-- INSTRUCTIONS TO FOLLOW --
Produce an exact copy of all the records.

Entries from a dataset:
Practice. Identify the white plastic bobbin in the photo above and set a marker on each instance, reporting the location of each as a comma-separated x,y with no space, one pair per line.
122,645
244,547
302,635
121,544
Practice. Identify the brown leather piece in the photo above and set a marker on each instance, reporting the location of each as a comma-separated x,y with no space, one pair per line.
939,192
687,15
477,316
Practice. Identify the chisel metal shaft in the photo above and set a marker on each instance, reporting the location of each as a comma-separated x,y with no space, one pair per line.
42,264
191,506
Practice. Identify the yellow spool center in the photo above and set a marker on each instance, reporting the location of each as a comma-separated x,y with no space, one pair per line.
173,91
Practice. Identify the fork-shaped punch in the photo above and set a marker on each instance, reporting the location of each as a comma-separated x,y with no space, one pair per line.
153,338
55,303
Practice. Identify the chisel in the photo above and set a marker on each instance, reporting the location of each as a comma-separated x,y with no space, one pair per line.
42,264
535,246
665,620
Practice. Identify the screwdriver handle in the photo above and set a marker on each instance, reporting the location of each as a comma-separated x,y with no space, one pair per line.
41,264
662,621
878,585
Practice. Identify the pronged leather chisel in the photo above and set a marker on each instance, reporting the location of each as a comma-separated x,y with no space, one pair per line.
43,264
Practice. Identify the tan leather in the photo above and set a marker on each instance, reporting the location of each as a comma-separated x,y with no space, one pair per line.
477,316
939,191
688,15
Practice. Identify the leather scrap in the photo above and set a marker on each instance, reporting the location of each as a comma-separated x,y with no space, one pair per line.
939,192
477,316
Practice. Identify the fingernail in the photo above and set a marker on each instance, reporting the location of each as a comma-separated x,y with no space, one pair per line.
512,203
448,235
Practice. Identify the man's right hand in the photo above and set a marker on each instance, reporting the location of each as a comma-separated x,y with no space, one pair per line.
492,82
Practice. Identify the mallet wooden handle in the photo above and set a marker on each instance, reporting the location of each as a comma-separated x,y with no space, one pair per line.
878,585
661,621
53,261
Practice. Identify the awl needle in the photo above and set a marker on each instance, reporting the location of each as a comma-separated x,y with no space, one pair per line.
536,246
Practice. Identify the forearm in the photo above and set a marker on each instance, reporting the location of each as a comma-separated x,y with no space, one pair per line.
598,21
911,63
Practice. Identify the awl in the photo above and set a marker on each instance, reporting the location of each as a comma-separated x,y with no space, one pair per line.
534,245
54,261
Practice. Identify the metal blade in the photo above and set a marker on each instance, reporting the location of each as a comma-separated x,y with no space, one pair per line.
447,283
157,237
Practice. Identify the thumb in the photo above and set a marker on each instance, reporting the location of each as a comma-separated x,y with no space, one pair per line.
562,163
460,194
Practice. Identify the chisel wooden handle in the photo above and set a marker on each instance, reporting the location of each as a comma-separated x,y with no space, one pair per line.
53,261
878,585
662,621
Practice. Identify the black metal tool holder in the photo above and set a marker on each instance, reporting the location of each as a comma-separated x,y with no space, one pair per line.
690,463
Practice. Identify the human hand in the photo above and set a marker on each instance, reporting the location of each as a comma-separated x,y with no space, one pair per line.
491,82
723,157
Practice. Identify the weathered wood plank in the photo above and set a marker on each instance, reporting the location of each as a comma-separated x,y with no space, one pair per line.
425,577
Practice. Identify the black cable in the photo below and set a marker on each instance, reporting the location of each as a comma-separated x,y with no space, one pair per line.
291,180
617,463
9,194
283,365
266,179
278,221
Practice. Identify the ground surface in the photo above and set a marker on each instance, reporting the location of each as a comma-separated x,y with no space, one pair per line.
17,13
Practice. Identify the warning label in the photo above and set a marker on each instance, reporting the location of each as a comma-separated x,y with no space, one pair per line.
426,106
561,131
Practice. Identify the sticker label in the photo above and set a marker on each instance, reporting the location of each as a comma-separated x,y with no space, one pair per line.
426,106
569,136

-- ANSWER IN FULL --
Practice. Identify the white plastic bobbin in the photo above and set a marker on each instance, reporting the location of each as a comma-separated x,y with no space, one pair per line.
122,645
244,547
302,635
121,544
Practice. Identify the brown leather piece in the photo above and set a marker on each instance, reporting the location of each as a comma-separated x,y with no space, one pair per line.
939,192
687,15
477,316
Practice. Identify the chisel metal shaft in the photo above and set a marker on each instance, reporting the location of each as a comma-separated x,y with no space, one pair per line.
42,264
191,506
Practice. Identify the yellow spool center in the photo above and set a marker on each instance, reporting the location of each as a comma-separated x,y with no space, one pair per line.
173,91
Practice. Identify the fork-shaped punch in the photo above and set a marker on each instance, reporting the location of each as a comma-separated x,y with no space, one pair per line.
153,338
55,303
Practice. Identify the chisel in the photo above and set a marker on each instance, reporting the location of each as a comma-separated x,y with no space, one pair per line.
42,264
535,246
665,620
Practice. Identify the screwdriver handle in the photo above and set a marker on each instance, reporting the location of each as a comma-separated x,y with no space, one pair per line.
41,264
662,621
878,585
Practice. Identify the pronged leather chisel in the photo above and set a marker on each instance, reporting the location of each as a comma-separated x,y with no space, one pair per line.
43,264
Practice. Identify the tan leather in the photo above and set a marker on each instance, reporting the location of each as a comma-separated x,y with no space, one pair per line.
477,316
939,191
688,15
Practice. Identify the leather scrap in the photo above and set a marker on each instance, reporting the location of each as a comma-separated x,y with no space, one pair per line.
939,192
477,316
Practice. Identify the fingernail in the photo above and set a marker on each instance, reporting the location of each as a comma-separated x,y with no space, one pair per line.
512,203
448,235
Practice. Identify the man's right hand in the photo above and set a marker on each instance, reporting the location of each as a comma-separated x,y with no space, one pair per line.
492,82
Practice. Identify the mallet wooden handle in the photo above and set a marker on each instance, reporting the location of each as a comma-separated x,y with no space, one pair per line.
878,585
661,621
53,261
Practice. Identify the awl needle in the photo above and set a marker on each instance, reporting the location of each as a comma-separated x,y with no space, one pair per line.
536,246
Practice. Identify the forearm in the photo above and set a marker on each instance, reporting the location of each as a comma-separated x,y with no space, one pair per line.
598,21
911,63
Practice. Identify the awl in the photo above and set a marker on each instance, reporting the location of each as a comma-separated x,y with no space, one pair per line.
534,245
54,261
Practice. Identify the metal blade in the photo above and set a marker on each instance, reporting the location of each as a comma-separated x,y with no space, one pair per line.
447,283
157,237
Practice. Identify the thumb in the photo above and set a marker on each instance, reporting the location of each as a comma-separated x,y with no space, one pair per line.
562,163
460,194
Practice. Identify the chisel wooden handle in the photo above and set a marker on each instance, reporting the location of each as a comma-separated x,y with no space, one pair per line.
53,261
878,585
662,621
Practice. Identify the black metal tool holder in the photo above and set a marker on each instance, reporting the location of each as a comma-separated x,y with no space, one pair per line.
690,463
Practice. Identify the human hand in the photo above and set a marker on each instance, reporting the location of each as a comma-separated x,y with no space, one pair per line.
491,82
723,157
Practice. Identify the weathered wood plank in the photo above and set a marker on each instance, reporting the location of each as a comma-separated x,y with no space, one pair per line.
425,577
Practice. Identify the black cable in the photo below and set a marker on each instance, reporting the location of each as a comma-separated x,y with no space, one pair per line.
291,180
617,463
9,194
283,365
266,179
278,221
Practice. Identify the ground surface in the photo above and set a marker on each instance, reporting the location of each as a comma-separated x,y with no space, one pair per line.
17,13
Practice. Identify the warning label in the photo above and set a marker on each instance, reporting the location of each as a comma-separated x,y with no space, one pair per line.
426,106
561,131
Practice. Identify the sticker label in the photo above and set a marker on each instance, reporting the location of each as a comma-separated x,y with no space, one pair per line.
426,106
569,136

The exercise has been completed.